# ASSIGNED TASK
For the word "person", report how many lines of the records below contain it, and nothing more.

# Records contained in a dataset
============================================================
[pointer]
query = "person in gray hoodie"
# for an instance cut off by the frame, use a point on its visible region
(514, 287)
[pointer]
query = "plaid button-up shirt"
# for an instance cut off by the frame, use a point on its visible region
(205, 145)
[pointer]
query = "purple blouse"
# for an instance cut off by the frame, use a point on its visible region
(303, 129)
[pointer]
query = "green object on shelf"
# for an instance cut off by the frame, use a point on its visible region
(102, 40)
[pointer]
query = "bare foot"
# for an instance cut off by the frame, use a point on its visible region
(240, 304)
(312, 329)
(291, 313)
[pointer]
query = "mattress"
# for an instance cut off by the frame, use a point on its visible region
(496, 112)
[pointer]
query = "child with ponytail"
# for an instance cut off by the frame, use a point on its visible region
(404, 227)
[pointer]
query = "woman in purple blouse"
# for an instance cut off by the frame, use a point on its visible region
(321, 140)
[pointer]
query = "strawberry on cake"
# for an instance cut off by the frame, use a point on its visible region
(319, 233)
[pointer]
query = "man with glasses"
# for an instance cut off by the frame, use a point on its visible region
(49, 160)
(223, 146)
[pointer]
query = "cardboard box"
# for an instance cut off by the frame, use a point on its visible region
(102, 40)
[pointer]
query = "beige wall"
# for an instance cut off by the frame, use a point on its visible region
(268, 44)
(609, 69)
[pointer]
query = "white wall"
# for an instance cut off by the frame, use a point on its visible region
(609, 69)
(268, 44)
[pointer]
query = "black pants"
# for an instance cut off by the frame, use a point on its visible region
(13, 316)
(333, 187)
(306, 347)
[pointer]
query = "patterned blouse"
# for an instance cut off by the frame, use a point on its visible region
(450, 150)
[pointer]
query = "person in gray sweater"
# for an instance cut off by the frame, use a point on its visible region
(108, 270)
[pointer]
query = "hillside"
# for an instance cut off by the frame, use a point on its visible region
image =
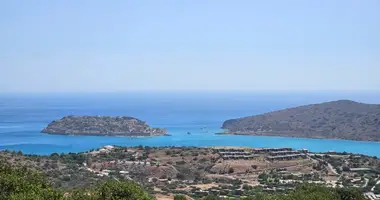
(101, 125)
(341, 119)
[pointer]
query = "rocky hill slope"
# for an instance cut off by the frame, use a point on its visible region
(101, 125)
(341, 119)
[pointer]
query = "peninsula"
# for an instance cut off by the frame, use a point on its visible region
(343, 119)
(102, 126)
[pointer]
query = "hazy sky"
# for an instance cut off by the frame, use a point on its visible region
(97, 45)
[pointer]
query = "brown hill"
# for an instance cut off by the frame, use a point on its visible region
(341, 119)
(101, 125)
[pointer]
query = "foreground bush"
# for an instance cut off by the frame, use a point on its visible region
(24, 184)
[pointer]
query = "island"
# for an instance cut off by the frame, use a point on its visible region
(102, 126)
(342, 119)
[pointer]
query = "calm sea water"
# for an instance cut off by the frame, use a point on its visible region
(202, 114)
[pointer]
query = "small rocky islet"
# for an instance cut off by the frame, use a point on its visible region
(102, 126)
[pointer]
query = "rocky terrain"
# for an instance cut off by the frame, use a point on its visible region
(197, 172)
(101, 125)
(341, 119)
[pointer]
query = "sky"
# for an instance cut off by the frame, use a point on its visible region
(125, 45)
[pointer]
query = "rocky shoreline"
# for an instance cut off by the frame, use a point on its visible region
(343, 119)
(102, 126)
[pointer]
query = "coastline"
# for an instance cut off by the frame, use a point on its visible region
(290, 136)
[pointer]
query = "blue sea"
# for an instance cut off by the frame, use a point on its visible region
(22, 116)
============================================================
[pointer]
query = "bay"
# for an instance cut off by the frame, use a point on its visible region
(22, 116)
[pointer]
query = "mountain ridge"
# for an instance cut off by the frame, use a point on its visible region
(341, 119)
============================================================
# SOLUTION TO THE PROBLEM
2